(Provided passage):
------------------------------

Caracas, November 28, 2004—Two former detectives belonging to two of Venezuela’s investigative police units and who are also brothers, were arrested on Friday, in connection with last week’s assassination of state prosecutor Danilo Anderson. Also, earlier in the week, Venezuelan police forces confronted another suspect, who opened fire on them and was subsequently killed in the shootout in the western Venezuelan town of Barquisimeto. This is the second suspect who died when police tried to arrest him.
Last November 18 a car bomb killed one of Venezuela’s most prominent Prosecutors, Danilo Anderson. Anderson was involved in all of Venezuela’s most politically charged cases, such as the investigation of over 400 persons who had signed the April 2002 coup decree of Pedro Carmona, in which the constitution, the legislature, and the judiciary were suspended. Also, Anderson had indicted the oppositional mayor Henrique Capriles Radonski, for failing to protect the Cuban Embassy during the April 2002 coup attempt.
The two brothers who were arrested on Friday, Otoniel and Rolando Guevara, were arrested in Valencia, an major city about two hours drive west of Caracas. The two are said to be friends of Antonio Lopez, who was killed in a confrontation with the police last Tuesday, in which a police officer was also killed and one was wounded.
Also, the Guevara brothers are said to be friends of Juan Carlos Sanchez, another individual who has been tied to the Anderson assassination. Police tried to arrest Sanchez in Barquisimeto, about 120 miles west of Caracas, who, just like Antonio Lopez, opened fire on the police and was subsequently killed in the resulting shoot-out. C4 explosive, a 9mm pistol, and a hand grenade were found among Sanchez’s belongings.

------------------------------

(Extracted data):
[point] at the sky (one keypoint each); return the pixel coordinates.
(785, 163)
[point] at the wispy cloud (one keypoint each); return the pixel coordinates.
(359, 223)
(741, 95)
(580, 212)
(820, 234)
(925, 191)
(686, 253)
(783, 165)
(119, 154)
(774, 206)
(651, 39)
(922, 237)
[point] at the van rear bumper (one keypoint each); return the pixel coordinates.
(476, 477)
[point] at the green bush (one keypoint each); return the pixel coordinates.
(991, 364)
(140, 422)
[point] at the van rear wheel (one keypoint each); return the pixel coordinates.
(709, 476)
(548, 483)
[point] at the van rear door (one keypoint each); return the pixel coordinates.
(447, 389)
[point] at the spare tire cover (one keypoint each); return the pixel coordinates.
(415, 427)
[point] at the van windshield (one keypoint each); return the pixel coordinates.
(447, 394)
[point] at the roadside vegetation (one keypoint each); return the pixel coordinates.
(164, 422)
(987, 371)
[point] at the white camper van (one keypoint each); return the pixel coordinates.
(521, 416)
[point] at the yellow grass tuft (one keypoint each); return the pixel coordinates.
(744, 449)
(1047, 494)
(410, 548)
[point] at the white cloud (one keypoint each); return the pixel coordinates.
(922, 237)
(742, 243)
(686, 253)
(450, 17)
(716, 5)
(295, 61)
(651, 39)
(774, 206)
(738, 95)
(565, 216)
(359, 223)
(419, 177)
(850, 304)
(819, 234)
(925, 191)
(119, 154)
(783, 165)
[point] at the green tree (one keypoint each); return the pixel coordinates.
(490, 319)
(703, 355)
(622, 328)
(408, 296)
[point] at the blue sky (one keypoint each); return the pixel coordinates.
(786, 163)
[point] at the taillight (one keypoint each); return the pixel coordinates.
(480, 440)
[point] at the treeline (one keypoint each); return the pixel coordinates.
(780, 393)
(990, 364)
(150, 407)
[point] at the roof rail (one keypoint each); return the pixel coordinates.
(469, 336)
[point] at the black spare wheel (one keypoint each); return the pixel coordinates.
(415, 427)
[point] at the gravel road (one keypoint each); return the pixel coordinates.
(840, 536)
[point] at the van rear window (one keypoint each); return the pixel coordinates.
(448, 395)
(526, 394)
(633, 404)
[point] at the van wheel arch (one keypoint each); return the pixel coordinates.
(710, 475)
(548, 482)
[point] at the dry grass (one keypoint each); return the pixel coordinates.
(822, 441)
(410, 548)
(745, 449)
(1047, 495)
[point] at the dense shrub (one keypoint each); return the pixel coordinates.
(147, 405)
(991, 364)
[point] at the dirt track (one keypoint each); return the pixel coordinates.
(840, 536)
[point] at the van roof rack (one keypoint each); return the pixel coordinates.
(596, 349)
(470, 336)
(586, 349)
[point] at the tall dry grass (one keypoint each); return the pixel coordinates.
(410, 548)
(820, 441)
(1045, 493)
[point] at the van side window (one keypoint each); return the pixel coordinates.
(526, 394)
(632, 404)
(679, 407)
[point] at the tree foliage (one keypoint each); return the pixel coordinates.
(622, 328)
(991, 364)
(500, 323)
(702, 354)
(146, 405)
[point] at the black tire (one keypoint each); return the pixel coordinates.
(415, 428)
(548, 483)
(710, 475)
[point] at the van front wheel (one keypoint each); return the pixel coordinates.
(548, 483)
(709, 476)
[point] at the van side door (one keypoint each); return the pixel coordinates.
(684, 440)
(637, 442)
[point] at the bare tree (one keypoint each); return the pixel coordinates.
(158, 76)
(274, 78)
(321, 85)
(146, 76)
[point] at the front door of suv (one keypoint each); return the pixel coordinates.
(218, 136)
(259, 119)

------------------------------

(To do):
(a) According to the report on the Danilo Anderson assassination, in which city were the Guevara brothers arrested?
(b) Name every person mentioned by name in the report on the Danilo Anderson assassination.
(c) Write the next part of the report on the Danilo Anderson assassination, following on from its last paragraph.
None of the data is needed for this work.

(Answers by task):
(a) They were arrested in Valencia, a major city about two hours' drive west of Caracas.

(b) Danilo Anderson, Pedro Carmona, Henrique Capriles Radonski, Otoniel Guevara, Rolando Guevara, Antonio Lopez, Juan Carlos Sanchez

(c)
Minister of the Interior and Justice, Jesse Chacon, explained in a press conference that a raid on the homes and offices of the Guevara brothers turned up a map that “could indicate the route of Prosecutor Anderson.” Also, Chacon said that a security video from a Caracas shopping mall that Anderson frequented showed Antonio Lopez, the lawyer who was killed in a confrontation with the police last week, following Anderson.
According to Chacon, until now investigators have identified eight persons who were involved in the Anderson assassination. One of the other suspects is Juan Bautista Guevara, a cousin of the arrested Guevara brothers, who witnesses saw near the university where Anderson was taking a class. The police’s review of cell phone records confirms this witness account.
Chacon added that the most recent investigation results show that the bomb that killed Anderson was placed while he was participating in a university course, shortly before he got into his car.
According to an article that appeared in today’s daily Panorama, investigators have found connections between the current suspects in the Anderson car bombing and the arms dealer Isaac Perez Recao, who was also implicated in the April 2002 coup against Chavez and for whom the coup “interim” President Pedro Carmona once worked. Supposedly Perez Recao purchased the C-4 explosive that was used for the car bomb, as well as for bombs that were exploded almost two years ago at the Spanish and Colombian consular offices.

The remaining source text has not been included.